» **DIRECTIVE**
Put the stretch of the material from the line containing "Could you point to the window sill" through the line containing "Target: window sill" into a Markdown table with the columns Row and Line, leaving out any blank lines.

» **MATERIAL FOR THIS EXERCISE**
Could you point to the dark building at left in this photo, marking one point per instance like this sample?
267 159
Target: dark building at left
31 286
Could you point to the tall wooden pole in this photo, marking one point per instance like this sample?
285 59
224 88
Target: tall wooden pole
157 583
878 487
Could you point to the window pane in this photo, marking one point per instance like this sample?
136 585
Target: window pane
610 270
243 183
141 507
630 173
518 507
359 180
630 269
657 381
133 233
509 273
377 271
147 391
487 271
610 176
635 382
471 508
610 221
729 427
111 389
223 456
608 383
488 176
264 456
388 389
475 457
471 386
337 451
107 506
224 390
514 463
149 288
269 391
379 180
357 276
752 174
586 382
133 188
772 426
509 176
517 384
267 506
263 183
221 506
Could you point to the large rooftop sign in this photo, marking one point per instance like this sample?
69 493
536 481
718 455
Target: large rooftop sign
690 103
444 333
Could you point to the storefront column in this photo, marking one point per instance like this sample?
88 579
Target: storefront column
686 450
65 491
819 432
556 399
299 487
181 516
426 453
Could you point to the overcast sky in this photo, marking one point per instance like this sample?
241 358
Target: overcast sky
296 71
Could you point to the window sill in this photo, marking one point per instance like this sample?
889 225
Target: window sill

* * *

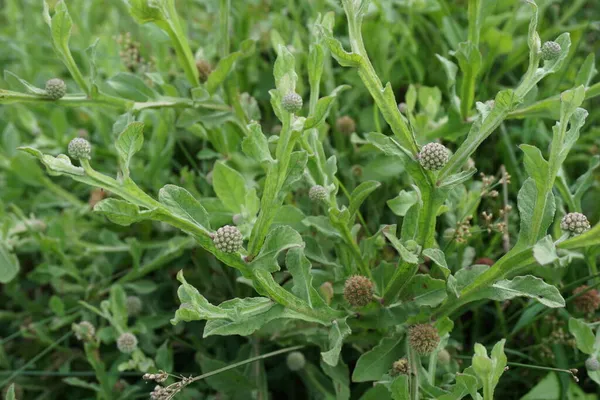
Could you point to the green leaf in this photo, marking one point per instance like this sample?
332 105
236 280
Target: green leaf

» **SOLUTION**
| Row | Line |
|---|---|
| 1 | Could you point to the window sill in this photo, marking one point per instance like this sample? |
| 2 | 889 225 |
| 3 | Target: window sill |